Top of TEXT PROVIDED
Game designer Peter Gyory spent his COVID-19 lockdown creating his very own games console out of cardboard.
The doctoral student at the University of Colorado, Boulder's ATLAS Institute has made his Tinycade, which allows anyone, anywhere to make a working arcade machine that can fit on a kitchen table or even a TV tray.
All you need is a smartphone, some cardboard, two small mirrors and bric-a-brac such as rubber bands and toothpicks. In other words: junk.
"I was really frustrated that I couldn't make games," said Gyory. "I realised I was surrounded by cardboard. I thought: 'How could I make a game out of that?"
Explaining the limitations he put on his project, Gyory added, "The restriction I gave myself was that if you couldn't go to the grocery store and buy it, I couldn't use it in Tinycade."
Bottom of TEXT PROVIDED
Top of EXTRACTED DATA
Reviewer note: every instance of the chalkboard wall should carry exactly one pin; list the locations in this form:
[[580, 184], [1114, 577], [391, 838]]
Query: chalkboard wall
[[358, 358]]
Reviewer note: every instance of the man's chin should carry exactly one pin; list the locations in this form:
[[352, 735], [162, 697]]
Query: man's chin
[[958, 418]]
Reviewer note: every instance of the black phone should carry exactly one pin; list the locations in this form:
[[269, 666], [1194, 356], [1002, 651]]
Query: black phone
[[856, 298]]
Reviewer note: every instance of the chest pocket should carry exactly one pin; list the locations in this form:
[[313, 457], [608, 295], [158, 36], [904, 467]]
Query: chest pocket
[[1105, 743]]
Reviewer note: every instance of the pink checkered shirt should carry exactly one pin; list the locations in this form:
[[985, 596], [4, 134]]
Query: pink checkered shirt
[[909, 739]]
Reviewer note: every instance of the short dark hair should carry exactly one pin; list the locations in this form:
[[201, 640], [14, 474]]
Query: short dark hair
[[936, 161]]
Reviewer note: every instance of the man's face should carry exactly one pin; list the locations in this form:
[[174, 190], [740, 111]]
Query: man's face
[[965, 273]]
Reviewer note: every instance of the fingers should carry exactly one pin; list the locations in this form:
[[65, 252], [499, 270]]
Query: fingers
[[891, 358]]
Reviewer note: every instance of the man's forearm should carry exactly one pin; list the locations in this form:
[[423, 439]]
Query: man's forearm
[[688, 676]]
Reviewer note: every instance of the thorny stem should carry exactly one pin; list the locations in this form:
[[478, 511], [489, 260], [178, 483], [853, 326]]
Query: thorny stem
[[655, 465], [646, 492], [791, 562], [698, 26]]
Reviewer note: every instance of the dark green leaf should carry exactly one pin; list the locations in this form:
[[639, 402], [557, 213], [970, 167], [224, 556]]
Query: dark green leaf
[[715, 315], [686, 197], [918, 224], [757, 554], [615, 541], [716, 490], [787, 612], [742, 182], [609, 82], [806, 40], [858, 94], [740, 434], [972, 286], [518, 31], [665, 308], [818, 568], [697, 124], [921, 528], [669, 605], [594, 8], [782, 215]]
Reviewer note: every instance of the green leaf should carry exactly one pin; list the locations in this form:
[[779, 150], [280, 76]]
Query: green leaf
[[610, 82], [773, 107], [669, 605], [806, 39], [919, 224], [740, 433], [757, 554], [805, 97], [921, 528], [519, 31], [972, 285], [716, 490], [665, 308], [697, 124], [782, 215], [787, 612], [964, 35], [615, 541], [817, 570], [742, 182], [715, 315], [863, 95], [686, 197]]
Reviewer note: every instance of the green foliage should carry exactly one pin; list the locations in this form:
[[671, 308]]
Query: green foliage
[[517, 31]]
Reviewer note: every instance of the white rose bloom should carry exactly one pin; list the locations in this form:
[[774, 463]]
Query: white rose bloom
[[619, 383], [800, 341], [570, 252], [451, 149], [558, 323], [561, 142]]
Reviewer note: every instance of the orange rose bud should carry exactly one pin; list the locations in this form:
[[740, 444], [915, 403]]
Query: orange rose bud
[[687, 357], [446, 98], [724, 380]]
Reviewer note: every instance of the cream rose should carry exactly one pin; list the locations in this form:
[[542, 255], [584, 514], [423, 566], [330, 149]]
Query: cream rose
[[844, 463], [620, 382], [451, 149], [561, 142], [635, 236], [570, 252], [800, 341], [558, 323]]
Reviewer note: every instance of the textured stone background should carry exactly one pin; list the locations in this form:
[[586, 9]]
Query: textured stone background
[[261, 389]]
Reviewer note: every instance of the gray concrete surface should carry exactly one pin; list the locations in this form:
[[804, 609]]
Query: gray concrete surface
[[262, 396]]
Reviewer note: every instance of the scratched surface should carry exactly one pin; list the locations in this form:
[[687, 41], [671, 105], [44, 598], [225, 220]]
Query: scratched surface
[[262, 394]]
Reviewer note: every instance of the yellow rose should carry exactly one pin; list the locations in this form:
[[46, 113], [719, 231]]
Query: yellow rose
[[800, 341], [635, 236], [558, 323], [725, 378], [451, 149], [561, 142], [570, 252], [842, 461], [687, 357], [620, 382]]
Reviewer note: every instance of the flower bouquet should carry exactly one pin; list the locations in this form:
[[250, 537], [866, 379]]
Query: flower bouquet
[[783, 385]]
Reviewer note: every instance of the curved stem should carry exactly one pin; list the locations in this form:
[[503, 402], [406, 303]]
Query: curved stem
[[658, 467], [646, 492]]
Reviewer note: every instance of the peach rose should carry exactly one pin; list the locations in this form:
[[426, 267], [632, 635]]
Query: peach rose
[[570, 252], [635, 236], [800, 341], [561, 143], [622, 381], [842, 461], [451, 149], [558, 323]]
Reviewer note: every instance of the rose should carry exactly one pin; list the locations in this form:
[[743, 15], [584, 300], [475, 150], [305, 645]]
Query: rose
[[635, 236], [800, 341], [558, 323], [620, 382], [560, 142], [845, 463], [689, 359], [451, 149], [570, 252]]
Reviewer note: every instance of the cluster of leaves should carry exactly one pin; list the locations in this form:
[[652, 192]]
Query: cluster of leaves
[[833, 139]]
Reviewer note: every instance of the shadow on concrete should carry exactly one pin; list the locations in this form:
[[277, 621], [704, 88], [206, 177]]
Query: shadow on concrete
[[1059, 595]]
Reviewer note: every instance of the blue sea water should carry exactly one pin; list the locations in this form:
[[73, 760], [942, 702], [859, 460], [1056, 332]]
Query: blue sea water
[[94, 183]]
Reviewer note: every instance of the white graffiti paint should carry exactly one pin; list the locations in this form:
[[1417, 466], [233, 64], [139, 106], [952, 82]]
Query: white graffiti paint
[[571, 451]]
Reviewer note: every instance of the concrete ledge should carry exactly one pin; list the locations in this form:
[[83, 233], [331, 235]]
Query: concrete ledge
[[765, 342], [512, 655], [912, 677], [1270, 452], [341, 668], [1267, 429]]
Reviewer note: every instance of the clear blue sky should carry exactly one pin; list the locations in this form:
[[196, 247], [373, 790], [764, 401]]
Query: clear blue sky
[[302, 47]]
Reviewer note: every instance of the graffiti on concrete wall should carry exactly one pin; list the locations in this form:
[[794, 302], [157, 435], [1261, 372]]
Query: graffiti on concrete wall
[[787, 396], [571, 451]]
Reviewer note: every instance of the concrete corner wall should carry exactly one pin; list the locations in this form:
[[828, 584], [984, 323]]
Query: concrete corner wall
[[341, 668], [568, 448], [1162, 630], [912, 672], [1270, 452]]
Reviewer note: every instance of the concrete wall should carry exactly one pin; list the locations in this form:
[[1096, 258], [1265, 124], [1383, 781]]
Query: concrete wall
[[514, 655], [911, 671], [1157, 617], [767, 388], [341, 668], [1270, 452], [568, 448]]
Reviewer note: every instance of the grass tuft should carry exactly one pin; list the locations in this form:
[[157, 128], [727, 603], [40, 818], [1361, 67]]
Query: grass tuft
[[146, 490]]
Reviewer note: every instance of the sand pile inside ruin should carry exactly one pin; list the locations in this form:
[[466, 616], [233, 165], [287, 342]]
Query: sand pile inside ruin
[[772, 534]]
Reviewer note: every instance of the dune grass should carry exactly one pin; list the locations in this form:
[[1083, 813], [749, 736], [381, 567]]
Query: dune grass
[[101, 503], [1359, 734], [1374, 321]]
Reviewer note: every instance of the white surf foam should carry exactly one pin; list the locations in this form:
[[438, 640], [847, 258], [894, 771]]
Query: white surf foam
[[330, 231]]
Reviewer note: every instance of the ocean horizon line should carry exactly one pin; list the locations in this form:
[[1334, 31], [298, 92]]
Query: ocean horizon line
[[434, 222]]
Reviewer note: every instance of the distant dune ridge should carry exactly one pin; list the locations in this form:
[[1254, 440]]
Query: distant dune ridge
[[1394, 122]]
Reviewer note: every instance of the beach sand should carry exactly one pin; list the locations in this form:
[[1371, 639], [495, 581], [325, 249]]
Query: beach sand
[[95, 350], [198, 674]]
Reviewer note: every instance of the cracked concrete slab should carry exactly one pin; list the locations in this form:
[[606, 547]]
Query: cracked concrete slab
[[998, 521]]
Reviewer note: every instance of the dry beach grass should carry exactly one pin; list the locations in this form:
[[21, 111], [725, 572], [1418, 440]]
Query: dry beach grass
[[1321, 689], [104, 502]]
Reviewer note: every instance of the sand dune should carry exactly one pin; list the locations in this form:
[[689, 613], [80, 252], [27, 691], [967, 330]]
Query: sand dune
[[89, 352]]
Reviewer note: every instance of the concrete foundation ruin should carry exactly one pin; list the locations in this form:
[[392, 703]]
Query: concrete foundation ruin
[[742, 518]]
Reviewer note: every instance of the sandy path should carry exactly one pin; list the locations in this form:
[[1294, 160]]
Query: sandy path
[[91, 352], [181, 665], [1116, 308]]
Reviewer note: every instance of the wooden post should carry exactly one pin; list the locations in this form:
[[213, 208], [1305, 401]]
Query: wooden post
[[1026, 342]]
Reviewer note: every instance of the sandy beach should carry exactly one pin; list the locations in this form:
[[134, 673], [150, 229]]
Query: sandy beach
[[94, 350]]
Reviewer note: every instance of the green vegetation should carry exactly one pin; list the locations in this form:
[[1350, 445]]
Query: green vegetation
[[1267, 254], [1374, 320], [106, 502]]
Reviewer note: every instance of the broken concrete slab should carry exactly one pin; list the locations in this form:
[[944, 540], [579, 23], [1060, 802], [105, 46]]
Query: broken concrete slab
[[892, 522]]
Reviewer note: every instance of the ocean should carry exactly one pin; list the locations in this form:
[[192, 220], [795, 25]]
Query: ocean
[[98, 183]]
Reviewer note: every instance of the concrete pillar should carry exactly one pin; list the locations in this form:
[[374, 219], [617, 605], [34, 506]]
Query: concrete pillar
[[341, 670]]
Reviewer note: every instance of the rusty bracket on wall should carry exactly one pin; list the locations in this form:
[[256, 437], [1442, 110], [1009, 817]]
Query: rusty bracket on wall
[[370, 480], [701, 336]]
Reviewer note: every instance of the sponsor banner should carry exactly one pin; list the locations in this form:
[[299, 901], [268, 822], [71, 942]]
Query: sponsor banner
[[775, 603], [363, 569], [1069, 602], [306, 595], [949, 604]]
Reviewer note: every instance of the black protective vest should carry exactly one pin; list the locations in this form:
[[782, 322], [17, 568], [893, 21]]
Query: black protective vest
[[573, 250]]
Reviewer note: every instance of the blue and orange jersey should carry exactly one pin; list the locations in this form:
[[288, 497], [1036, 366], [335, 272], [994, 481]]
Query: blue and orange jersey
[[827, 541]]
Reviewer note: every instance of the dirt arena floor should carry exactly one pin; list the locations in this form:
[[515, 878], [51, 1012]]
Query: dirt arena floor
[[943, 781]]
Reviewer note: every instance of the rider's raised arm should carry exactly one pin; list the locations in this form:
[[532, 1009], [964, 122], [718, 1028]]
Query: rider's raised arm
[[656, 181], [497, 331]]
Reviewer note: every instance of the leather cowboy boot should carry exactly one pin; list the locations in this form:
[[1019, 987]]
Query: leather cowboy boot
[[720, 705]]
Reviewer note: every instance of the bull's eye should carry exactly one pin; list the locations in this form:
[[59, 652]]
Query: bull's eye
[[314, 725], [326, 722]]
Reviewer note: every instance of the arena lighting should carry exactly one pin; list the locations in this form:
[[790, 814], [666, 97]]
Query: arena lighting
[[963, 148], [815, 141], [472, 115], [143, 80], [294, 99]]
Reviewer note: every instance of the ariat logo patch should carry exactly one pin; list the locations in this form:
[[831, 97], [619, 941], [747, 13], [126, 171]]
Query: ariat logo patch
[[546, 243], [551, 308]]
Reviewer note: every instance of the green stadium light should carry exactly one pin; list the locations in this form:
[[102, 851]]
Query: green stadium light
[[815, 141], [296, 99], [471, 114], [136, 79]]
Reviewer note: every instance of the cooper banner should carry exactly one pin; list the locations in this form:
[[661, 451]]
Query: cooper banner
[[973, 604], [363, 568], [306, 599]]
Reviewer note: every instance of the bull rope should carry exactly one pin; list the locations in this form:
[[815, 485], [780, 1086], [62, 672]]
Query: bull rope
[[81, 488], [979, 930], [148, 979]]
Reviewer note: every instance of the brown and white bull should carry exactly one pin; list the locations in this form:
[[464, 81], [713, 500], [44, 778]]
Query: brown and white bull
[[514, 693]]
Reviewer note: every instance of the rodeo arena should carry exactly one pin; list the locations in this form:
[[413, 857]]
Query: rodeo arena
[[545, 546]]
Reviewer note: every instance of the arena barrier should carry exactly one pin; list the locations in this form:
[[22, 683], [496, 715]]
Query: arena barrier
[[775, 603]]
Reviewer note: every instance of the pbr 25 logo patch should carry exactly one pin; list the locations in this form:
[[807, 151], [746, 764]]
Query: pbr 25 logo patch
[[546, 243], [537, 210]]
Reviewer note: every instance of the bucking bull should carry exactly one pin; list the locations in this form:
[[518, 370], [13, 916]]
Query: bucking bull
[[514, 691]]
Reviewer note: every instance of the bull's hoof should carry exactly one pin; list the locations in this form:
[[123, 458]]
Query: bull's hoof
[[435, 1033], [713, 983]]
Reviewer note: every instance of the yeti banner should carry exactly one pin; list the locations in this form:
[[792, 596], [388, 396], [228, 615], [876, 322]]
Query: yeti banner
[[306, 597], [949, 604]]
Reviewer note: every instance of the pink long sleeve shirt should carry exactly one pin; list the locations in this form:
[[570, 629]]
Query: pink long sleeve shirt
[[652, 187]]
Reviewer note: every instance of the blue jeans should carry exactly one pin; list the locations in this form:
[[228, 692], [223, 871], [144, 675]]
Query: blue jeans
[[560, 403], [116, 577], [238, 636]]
Bottom of EXTRACTED DATA
PROBLEMS AND TASKS:
1 - Answer these questions about the Tinycade article.
(a) At which institute is Peter Gyory a doctoral student?
(b) How many mirrors does a Tinycade need?
(c) What restriction did Gyory set for the materials he could use?
2 - Continue the Tinycade article past its final sentence.

RESULTS BY TASK:
1 -
(a) The ATLAS Institute at the University of Colorado, Boulder.
(b) Two small mirrors.
(c) He could not use anything in Tinycade that you couldn't go to the grocery store and buy.

2 -
He then presented his team's invention in June at the Association for Computing Machinery's conference on Creativity & Cognition in Venice, Italy. Gyory and his colleagues still need to work through some kinks, but he invites interested gamers to connect to beta test the platform.
Currently, he's developing a series of initial games for Tinycade. They include Claw, a spin on the arcade classic game Space Invaders, and De Volta, a game that's like "playing golf with a spaceship" that he designed with Enric Llagostera at Concordia University in Canada.